-- Start Passage to read --

Trying to figure out if there is a way to do this without zfs sending a ton of data. I have:

  • s/test1, inside it are folders:
    • folder1
    • folder2

I have this pool backed up remotely by sending snapshots.

I’d like to split this up into:

  • s/test1, inside is folder:
    • folder1
  • s/test2, inside is folder:
    • folder2

I’m trying to figure out if there is some combination of clone and promote that would limit the amount of data needed to be sent over the network.

Or maybe there is some record/replay method I could do on snapshots that I’m not aware of.

Thoughts?

  • tvcvt@lemmy.ml
    link
    fedilink
    arrow-up
    3
    ·
    10 days ago

    I can’t think of a way off hand to match your scenario, but Ive heard ideas suggested that come close. This is exactly the type of question you should ask at practicalzfs.com.

    If you don’t know it, that’s Jim Salter’s forum (author of sanoid and syncoid) and there are some sharp ZFS experts hanging out there.

  • ReversalHatchery@beehaw.org
    link
    fedilink
    English
    arrow-up
    1
    ·
    edit-2
    10 days ago

    what is your goal with this?

    do you still want to keep all the data in a single pool?
    if so, you could make datasets in the pool, and move the top directories into the datasets. datasets are basically dirs that can have special settings on how they are handled

    ninja edit: now that I think about it, moving across datasets probably makes that data to be resent.

-- End Passage to read --
-- Start Records shown --

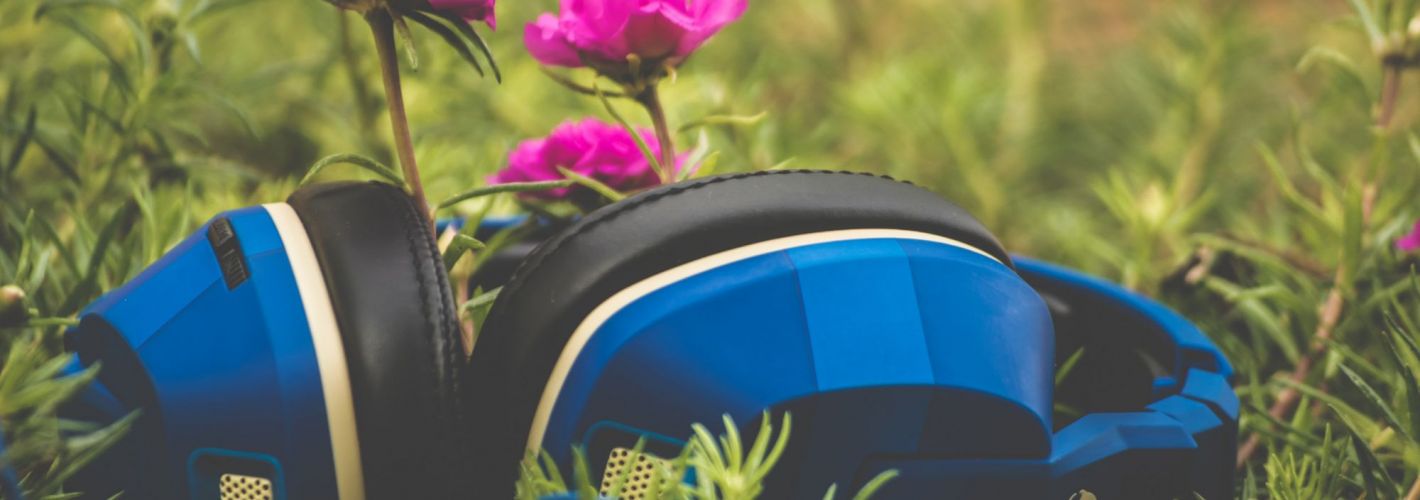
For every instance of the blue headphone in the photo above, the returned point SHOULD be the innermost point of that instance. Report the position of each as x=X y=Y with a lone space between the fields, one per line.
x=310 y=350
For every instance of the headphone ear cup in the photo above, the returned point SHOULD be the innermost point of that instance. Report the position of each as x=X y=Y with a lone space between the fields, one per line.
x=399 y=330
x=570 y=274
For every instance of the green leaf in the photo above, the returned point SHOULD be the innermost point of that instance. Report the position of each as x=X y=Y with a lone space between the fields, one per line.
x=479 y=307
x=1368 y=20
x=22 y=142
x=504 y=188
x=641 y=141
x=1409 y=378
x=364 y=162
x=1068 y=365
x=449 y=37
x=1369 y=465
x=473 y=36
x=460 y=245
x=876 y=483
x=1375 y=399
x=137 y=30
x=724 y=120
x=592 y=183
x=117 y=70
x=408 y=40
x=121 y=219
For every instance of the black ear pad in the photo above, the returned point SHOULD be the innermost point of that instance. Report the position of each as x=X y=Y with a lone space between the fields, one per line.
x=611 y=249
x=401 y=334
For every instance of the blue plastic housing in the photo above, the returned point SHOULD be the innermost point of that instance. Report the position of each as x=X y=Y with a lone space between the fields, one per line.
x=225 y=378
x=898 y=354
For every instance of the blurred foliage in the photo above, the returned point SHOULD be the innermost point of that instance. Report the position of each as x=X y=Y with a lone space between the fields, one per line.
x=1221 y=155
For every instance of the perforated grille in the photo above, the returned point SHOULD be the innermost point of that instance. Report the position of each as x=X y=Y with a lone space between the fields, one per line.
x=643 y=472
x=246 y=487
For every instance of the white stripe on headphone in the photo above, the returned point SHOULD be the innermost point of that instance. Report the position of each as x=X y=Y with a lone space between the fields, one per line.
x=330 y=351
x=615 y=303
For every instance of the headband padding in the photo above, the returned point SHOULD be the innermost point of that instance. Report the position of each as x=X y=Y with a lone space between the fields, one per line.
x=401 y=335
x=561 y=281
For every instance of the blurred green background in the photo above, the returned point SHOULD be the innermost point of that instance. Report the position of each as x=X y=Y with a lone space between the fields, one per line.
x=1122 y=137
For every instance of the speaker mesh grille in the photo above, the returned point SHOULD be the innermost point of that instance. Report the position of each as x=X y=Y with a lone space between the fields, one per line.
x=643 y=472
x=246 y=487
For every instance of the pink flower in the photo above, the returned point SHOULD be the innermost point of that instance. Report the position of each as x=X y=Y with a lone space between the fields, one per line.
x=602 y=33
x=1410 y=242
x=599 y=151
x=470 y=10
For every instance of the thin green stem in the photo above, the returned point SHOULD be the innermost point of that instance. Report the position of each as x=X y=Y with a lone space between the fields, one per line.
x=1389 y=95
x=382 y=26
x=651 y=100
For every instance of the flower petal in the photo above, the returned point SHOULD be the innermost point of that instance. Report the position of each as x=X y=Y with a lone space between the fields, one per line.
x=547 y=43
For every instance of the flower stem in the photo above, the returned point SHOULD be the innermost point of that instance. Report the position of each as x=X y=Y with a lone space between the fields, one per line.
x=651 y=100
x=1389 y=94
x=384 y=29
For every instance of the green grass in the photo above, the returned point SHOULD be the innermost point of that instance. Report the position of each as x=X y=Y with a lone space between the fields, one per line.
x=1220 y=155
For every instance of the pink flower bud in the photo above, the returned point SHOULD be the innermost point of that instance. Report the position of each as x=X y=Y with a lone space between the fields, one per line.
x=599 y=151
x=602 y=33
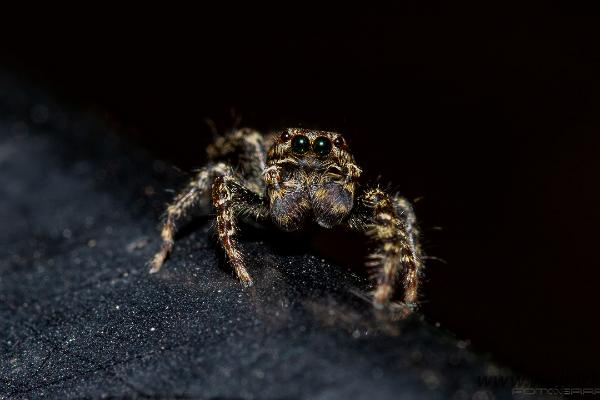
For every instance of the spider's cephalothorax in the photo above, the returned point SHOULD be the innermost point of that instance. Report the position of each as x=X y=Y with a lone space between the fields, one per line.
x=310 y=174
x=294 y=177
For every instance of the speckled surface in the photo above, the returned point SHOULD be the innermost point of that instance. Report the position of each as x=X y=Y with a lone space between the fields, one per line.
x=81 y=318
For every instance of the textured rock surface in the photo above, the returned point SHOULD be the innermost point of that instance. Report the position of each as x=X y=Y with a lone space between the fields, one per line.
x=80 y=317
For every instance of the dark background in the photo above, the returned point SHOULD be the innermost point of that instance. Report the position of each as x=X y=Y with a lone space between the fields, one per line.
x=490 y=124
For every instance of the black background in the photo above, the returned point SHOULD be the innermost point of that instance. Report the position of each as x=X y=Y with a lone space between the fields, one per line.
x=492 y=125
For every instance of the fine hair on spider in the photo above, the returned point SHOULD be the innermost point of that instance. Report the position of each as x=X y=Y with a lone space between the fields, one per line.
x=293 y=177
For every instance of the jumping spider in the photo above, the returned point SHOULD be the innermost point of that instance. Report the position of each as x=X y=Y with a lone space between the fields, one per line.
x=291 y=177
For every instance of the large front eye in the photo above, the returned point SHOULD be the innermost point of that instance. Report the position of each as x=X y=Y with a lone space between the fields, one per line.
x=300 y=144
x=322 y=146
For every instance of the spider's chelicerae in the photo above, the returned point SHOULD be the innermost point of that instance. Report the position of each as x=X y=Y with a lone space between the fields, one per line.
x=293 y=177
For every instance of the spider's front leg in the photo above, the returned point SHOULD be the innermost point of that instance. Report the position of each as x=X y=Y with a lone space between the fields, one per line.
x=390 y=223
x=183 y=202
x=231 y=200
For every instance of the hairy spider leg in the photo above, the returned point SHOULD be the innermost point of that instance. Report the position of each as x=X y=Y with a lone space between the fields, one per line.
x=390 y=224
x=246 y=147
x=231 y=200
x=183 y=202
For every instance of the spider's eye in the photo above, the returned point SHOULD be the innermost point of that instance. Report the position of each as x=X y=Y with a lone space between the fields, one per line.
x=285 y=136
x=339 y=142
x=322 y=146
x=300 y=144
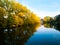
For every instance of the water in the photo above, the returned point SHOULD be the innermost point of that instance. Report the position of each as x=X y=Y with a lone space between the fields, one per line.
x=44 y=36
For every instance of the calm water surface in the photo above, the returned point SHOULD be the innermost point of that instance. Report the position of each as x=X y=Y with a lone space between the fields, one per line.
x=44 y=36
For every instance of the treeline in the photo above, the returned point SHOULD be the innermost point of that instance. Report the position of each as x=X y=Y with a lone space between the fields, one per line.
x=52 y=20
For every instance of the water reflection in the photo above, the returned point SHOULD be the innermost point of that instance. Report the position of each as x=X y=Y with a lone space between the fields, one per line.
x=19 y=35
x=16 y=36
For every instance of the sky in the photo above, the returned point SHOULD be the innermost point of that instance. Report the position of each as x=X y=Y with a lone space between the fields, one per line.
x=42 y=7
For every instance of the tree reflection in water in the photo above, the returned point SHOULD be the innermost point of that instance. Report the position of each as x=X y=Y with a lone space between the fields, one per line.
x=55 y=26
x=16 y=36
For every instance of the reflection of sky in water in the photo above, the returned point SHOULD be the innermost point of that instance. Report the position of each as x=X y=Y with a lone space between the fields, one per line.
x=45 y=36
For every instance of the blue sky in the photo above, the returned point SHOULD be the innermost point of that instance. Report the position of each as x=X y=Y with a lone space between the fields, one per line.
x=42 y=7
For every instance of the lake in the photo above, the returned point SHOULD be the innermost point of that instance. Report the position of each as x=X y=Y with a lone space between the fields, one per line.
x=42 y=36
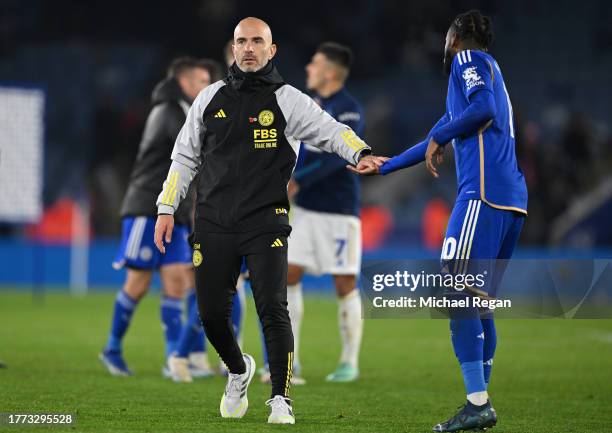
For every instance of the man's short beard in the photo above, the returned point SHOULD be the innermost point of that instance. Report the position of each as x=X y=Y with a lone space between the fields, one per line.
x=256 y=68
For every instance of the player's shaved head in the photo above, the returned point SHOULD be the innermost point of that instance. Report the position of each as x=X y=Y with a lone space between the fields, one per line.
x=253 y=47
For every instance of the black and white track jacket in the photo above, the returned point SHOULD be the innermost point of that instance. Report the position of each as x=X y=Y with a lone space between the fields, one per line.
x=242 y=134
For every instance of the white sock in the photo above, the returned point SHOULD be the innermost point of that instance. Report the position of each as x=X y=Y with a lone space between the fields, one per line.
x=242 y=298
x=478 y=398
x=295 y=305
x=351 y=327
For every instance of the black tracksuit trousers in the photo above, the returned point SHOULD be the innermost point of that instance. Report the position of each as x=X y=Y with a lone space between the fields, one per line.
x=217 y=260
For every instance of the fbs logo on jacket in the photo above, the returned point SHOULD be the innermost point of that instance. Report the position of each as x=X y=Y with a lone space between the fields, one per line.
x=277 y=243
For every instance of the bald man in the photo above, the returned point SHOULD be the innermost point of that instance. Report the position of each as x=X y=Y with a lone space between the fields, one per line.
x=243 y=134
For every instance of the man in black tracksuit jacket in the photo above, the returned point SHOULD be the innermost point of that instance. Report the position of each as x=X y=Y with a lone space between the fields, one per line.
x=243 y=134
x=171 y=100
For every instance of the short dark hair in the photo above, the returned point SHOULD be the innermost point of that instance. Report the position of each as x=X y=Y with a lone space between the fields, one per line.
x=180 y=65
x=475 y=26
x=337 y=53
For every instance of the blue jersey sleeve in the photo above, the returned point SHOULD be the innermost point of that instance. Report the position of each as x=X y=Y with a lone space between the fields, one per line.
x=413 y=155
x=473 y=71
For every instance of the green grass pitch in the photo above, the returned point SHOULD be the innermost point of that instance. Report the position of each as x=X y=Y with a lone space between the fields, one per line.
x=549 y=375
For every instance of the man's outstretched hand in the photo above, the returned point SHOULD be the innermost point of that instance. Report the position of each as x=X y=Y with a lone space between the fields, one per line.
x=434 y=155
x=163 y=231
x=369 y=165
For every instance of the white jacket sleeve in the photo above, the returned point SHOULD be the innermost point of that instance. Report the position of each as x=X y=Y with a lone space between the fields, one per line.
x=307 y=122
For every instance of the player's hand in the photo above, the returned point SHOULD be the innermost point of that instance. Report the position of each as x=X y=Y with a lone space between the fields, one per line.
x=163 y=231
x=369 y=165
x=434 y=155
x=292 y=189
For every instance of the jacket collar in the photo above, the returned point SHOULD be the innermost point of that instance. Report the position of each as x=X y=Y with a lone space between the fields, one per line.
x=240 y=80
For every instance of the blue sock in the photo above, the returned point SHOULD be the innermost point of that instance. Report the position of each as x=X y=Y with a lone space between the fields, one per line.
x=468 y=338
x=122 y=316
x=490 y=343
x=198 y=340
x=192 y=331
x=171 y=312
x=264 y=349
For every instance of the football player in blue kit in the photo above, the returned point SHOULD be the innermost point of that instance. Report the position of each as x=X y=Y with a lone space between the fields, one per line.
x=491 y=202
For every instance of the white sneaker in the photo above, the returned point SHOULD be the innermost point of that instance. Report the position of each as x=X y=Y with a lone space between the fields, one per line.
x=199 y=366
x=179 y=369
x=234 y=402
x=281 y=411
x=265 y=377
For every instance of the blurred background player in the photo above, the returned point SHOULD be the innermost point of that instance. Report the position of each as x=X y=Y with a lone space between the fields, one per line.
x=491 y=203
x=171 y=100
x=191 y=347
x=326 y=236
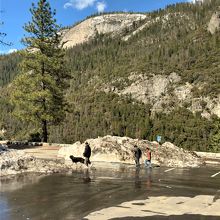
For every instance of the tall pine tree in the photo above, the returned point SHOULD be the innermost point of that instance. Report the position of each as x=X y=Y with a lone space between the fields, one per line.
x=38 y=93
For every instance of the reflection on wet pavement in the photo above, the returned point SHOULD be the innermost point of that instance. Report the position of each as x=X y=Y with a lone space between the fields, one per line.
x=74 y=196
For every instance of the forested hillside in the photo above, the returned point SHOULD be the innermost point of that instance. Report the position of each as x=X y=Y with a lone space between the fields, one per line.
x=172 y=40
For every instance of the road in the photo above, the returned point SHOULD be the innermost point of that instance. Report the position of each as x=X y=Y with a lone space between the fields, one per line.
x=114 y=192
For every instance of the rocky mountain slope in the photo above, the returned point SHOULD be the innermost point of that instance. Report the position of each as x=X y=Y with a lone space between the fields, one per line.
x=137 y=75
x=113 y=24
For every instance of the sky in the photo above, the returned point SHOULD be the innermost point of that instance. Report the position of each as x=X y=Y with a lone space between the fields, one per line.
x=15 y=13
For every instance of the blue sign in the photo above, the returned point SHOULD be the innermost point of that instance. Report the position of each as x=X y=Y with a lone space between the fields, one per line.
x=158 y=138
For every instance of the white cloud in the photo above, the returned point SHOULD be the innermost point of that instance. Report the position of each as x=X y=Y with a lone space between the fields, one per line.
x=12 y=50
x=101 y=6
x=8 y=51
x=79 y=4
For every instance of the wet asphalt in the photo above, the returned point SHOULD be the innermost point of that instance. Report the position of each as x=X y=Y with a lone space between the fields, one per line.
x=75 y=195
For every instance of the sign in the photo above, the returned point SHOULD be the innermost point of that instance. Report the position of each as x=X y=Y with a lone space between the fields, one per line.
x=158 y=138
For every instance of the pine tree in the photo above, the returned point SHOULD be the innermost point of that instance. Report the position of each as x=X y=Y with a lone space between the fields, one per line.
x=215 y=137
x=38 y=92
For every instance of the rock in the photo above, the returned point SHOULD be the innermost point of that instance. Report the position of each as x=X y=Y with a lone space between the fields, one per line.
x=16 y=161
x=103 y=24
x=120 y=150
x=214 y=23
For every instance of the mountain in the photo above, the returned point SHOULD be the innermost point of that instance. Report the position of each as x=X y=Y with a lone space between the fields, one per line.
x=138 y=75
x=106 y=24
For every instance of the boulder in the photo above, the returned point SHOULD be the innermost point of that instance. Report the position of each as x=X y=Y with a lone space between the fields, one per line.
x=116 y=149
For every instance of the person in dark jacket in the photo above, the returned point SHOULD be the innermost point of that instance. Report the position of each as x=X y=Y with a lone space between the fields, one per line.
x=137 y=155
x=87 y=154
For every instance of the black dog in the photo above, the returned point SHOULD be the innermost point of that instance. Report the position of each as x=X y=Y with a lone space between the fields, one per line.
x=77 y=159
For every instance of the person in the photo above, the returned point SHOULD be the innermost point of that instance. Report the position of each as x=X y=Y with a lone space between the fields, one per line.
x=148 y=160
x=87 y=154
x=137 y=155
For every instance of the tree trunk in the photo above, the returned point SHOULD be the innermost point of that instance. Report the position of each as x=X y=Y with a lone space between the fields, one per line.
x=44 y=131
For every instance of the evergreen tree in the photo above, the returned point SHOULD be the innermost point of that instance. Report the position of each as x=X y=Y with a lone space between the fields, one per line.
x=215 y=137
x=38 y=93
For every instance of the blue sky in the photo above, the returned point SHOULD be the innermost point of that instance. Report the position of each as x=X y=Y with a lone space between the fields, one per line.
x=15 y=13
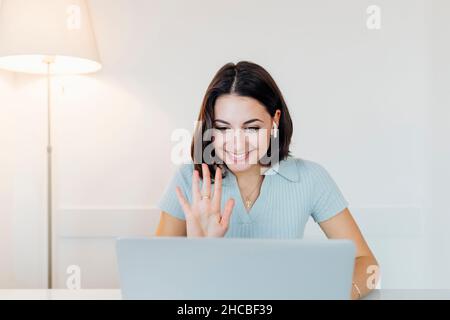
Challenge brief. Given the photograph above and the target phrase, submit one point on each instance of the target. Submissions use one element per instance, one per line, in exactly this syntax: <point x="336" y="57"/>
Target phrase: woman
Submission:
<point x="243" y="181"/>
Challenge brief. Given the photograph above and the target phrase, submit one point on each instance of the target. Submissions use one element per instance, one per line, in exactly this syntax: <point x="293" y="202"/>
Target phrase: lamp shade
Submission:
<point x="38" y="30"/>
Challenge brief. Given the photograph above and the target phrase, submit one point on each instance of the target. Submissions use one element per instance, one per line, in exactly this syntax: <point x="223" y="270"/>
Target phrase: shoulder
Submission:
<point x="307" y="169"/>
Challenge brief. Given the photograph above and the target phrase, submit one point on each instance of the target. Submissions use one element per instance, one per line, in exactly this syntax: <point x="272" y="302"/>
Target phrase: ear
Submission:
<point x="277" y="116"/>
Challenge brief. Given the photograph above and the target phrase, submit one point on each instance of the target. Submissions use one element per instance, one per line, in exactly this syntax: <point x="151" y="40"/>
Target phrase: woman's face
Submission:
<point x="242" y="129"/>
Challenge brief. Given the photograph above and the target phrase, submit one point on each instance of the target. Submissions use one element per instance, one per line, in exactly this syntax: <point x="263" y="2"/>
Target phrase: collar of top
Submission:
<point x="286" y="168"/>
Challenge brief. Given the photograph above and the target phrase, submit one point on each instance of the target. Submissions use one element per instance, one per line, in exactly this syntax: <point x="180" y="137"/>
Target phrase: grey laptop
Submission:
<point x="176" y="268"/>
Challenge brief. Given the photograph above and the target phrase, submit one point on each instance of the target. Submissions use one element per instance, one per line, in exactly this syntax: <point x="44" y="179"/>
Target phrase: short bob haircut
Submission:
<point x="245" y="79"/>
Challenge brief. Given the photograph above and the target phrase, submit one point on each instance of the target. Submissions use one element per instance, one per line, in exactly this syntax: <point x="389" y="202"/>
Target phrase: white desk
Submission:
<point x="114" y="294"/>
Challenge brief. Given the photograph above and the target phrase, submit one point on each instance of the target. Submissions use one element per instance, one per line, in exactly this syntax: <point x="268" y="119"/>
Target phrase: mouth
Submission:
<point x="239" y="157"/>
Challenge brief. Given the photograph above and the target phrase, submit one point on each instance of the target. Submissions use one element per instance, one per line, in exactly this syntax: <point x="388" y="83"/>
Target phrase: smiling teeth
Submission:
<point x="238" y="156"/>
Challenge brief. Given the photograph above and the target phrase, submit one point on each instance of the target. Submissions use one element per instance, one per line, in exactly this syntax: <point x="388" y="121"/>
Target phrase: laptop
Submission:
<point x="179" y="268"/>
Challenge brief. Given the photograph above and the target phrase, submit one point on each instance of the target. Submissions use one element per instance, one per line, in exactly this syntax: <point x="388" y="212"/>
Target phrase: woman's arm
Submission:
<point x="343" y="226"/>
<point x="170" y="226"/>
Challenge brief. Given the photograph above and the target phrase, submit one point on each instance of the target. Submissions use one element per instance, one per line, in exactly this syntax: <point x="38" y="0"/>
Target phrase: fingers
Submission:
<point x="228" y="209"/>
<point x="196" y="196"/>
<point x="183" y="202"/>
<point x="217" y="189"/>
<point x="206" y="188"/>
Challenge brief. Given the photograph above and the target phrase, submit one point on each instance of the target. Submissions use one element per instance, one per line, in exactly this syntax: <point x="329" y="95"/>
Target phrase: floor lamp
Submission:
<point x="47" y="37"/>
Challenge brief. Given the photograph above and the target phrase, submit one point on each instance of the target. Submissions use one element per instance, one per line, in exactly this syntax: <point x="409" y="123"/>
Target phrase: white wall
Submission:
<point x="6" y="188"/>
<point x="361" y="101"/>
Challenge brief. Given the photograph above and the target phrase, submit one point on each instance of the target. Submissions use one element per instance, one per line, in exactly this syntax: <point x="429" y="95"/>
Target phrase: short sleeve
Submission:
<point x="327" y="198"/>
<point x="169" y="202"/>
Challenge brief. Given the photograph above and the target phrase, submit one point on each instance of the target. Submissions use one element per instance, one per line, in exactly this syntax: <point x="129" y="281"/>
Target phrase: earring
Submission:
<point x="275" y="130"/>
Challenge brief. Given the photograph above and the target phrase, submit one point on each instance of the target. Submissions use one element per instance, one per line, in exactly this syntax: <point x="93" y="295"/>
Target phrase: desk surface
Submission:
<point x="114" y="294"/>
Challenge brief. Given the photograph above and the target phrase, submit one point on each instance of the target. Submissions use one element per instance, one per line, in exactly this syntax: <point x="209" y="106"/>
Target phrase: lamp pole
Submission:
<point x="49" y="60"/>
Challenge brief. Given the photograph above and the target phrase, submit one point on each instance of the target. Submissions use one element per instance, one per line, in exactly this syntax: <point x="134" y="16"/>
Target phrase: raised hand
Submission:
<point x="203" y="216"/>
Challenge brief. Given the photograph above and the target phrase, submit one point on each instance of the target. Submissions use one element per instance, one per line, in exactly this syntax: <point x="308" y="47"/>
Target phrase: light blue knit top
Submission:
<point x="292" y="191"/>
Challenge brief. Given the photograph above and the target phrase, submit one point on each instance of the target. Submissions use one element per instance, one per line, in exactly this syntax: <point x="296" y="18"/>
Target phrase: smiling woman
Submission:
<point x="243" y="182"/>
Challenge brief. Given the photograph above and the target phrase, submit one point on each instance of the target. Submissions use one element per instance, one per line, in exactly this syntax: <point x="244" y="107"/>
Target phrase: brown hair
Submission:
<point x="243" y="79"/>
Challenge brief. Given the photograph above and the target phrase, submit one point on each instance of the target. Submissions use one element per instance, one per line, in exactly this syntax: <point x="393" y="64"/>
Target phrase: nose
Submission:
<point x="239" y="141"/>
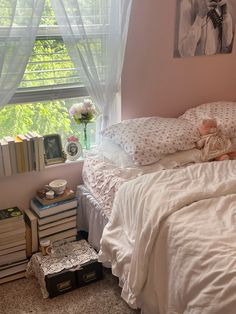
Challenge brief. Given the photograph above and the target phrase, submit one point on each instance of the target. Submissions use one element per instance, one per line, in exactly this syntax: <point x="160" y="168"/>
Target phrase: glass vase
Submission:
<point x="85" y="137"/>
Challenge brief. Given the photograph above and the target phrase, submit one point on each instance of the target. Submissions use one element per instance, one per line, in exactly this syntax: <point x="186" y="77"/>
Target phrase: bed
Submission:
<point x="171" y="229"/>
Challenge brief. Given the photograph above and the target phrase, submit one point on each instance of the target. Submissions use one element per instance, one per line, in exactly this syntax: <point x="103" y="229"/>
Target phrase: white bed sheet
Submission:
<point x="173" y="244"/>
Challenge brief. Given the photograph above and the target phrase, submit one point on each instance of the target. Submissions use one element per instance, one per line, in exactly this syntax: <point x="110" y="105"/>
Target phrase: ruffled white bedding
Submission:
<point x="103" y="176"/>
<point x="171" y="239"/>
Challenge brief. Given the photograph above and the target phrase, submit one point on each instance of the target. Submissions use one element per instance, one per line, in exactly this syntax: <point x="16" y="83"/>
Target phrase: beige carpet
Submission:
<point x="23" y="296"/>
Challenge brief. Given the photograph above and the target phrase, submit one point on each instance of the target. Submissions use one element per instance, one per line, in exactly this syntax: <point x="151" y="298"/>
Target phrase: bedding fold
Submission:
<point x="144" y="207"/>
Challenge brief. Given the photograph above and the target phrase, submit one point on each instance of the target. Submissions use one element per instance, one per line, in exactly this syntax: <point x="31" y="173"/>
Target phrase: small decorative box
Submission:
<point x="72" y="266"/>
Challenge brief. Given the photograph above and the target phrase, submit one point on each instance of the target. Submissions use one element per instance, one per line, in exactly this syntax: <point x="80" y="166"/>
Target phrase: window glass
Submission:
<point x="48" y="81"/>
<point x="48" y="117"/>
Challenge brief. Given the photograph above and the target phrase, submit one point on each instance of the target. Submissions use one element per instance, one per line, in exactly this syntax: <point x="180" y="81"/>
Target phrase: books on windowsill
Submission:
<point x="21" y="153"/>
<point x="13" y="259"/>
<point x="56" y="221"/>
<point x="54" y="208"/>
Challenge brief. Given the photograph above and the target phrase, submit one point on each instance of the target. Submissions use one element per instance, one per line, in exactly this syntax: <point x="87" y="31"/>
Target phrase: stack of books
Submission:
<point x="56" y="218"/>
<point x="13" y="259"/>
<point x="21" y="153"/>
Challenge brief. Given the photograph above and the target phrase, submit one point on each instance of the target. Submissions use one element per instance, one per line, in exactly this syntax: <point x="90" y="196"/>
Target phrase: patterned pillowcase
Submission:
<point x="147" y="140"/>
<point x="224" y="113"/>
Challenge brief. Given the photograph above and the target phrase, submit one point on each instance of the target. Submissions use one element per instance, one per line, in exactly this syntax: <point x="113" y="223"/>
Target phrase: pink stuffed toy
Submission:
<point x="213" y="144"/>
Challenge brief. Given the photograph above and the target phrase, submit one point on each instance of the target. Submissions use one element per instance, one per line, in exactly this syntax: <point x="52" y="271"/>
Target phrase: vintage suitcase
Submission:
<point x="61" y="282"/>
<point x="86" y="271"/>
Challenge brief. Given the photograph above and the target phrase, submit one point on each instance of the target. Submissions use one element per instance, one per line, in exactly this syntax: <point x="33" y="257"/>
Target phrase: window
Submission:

-- End Records shown --

▸ **What you will do**:
[1] Using the ZFS thread, decide whether each statement agrees with it, answering yes or no and quoting the deciding words: (a) the original poster backs up the pool remotely by sending snapshots; (b) one reply recommends asking the question at practicalzfs.com; (c) the last reply concludes that moving data across datasets avoids resending it.
[2] Extend the thread on splitting a ZFS dataset, picking up right after its final sentence.
The listing bears no relation to the ZFS thread.

▸ **Written responses**:
[1]
(a) Yes: "I have this pool backed up remotely by sending snapshots."
(b) Yes: "This is exactly the type of question you should ask at practicalzfs.com."
(c) No: "moving across datasets probably makes that data to be resent."

[2]
    it would be easier to give advice by knowing why do you want to do this

    • fmstrat@lemmy.nowsci.comOP
      link
      fedilink
      English
      arrow-up
      1
      ·
      9 days ago

      Yea your edit is the problem unfortunately. Moving across datasets would incur disk reads/writes and sending of terabytes of data.

      The goal in separating them out is because I want to be able to independently zfs send folder 1 somewhere without including folder 2. Poor choice of dataset layout when I built the array.

      • ReversalHatchery@beehaw.org
        link
        fedilink
        English
        arrow-up
        1
        ·
        8 days ago

        hmm I see. and why do you want that? balancing storage usage between backup sites? one of them is too little for the whole pool?

        for now I don’t have a better idea, sorry. maybe this is the second best time to think up a structure for the datasets, and move everything into it.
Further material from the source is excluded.